• WORK ITEM
All of the records should be given back exactly and in full.

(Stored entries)
***

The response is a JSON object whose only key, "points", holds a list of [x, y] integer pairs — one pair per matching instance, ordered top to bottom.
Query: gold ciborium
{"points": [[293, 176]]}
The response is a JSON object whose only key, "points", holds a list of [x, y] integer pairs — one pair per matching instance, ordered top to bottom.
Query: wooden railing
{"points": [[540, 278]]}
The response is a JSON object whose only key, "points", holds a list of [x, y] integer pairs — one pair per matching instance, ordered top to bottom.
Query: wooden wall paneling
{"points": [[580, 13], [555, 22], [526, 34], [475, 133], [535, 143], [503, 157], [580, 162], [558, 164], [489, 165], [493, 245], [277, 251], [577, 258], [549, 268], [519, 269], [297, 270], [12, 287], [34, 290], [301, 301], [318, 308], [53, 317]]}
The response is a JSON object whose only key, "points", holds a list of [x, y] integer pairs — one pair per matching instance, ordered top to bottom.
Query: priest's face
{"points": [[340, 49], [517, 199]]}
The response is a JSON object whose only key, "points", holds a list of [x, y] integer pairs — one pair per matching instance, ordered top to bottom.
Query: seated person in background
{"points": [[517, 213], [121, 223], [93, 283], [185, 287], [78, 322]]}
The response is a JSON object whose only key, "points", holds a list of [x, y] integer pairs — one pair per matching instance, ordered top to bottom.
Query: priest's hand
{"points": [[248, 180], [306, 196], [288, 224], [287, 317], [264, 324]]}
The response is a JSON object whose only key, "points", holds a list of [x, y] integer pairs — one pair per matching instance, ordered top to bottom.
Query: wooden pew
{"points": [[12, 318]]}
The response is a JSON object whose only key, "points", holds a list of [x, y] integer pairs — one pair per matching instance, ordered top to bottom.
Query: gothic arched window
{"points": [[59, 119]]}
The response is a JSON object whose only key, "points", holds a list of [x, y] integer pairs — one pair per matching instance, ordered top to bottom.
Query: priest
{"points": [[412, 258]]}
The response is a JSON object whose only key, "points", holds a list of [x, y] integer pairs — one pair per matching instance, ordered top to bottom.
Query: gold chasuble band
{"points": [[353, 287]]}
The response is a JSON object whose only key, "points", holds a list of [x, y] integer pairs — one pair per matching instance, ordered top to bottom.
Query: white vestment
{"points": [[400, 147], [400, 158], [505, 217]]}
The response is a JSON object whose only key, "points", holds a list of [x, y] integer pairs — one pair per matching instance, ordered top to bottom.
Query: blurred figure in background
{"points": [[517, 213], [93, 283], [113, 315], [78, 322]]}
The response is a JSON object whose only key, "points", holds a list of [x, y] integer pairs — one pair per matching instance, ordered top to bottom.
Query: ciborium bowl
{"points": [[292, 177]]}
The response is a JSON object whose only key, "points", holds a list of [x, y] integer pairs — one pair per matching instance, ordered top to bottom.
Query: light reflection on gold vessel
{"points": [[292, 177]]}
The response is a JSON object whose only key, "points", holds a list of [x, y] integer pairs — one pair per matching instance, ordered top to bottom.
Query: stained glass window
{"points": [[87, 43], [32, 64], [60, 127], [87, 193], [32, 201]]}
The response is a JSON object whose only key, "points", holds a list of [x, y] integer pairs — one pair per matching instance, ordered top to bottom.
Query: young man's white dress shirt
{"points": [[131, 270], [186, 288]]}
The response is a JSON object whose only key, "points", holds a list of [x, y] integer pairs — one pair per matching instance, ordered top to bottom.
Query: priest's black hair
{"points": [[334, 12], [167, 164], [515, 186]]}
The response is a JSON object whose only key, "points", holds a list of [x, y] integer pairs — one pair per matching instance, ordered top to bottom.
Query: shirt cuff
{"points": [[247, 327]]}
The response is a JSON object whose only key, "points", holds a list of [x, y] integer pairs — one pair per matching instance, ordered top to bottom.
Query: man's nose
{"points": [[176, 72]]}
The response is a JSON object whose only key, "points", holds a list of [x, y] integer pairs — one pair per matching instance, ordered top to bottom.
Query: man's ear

***

• OUTPUT FOR THIS TASK
The response is a JSON object whose only key, "points", holds a list of [x, y] integer pairs — one pair per matching instance, ordered top to bottom.
Query: gold ciborium
{"points": [[293, 176]]}
The response is a JSON object whose only key, "points", holds a list of [x, y] integer pairs — one pair per matching instance, ordered top to bottom.
Query: wooden railing
{"points": [[540, 278]]}
The response is a JSON object whose only key, "points", holds a list of [x, y] integer pairs — one pair per matching instance, ordered top to bottom.
Query: wooden wall paneling
{"points": [[580, 13], [555, 22], [526, 34], [475, 133], [535, 143], [503, 157], [580, 162], [558, 164], [489, 165], [493, 245], [277, 251], [577, 258], [549, 268], [519, 269], [297, 270], [12, 287], [34, 290], [301, 301], [318, 308], [53, 317]]}
The response is a JSON object whose only key, "points", holds a list of [x, y] integer pairs — one pair per matching instance, ordered top to bottom.
Query: priest's face
{"points": [[340, 49], [517, 199]]}
The response is a JSON object whose only key, "points", holds a list of [x, y] integer pairs — one pair per matching instance, ordered top to bottom.
Query: seated person in background
{"points": [[517, 213], [121, 223], [93, 283], [185, 287], [78, 322]]}
The response is a JSON object whose only key, "points", holds a list of [x, y] integer pairs — one pair per matching instance, ordered top to bottom.
Query: priest's hand
{"points": [[248, 180], [306, 196], [288, 224], [287, 317], [264, 324]]}
The response is a JSON object whose only key, "points", holds a list of [x, y] integer pairs — one pair per matching instance, ordered top to bottom.
Query: wooden pew
{"points": [[12, 318]]}
The response is a JSON object whose only key, "points", holds a list of [x, y] integer pairs — one pair per matching instance, ordered top to bottom.
Query: gothic arched window
{"points": [[59, 119]]}
The response is a JSON object whose only key, "points", holds a list of [x, y] integer pairs — one pair per matching instance, ordered top to bottom.
Query: priest
{"points": [[412, 258]]}
The response is a JSON object whose only key, "points", holds a list of [x, y] integer pairs — one pair per matching instance, ordered top to bottom.
Query: gold chasuble band
{"points": [[353, 287]]}
The response is a JSON object whose only key, "points", holds a list of [x, y] integer pairs — one pair per matching instance, ordered top to bottom.
Query: white vestment
{"points": [[400, 147], [400, 158], [505, 217]]}
The response is a JSON object whose only key, "points", holds a list of [x, y] integer pairs — one pair per matching instance, ordered top to bottom.
Query: blurred figure in background
{"points": [[517, 213], [93, 283], [113, 315], [78, 322]]}
The response is a JSON object whose only key, "points", holds a list of [x, y] integer pairs — one pair per matching instance, ordered top to bottom.
Query: ciborium bowl
{"points": [[292, 177]]}
The response is a JSON object whose only key, "points", holds a list of [x, y] integer pairs — one pair per matching instance, ordered top to bottom.
Query: light reflection on gold vessel
{"points": [[292, 177]]}
The response is a JSON object whose only key, "points", holds a list of [x, y] integer pairs — one pair per matching instance, ordered top to bottom.
Query: stained glass window
{"points": [[87, 43], [32, 64], [60, 127], [87, 193], [32, 201]]}
The response is a JSON object whose only key, "points", holds a list of [x, y] integer pairs — one pair per matching instance, ordered top to bottom.
Query: young man's white dress shirt
{"points": [[131, 270], [186, 288]]}
The response is a JSON object whose only key, "points", holds a list of [x, y] integer pairs — one pair per matching instance, ordered top to bottom.
Query: priest's black hair
{"points": [[334, 12], [167, 164], [515, 186]]}
The response is a JSON object whose only key, "points", holds a list of [x, y] integer pairs — one pair per matching instance, ordered top to bottom.
Query: shirt cuff
{"points": [[247, 327]]}
The response is a JSON object whose only key, "points", holds a list of [x, y] integer pairs — one pair per matching instance, ordered top to bottom.
Query: man's nose
{"points": [[176, 72]]}
The response is a JSON object whose only key, "points", holds a list of [x, y] integer pairs — one pair per matching instance, ordered top to bottom.
Query: man's ear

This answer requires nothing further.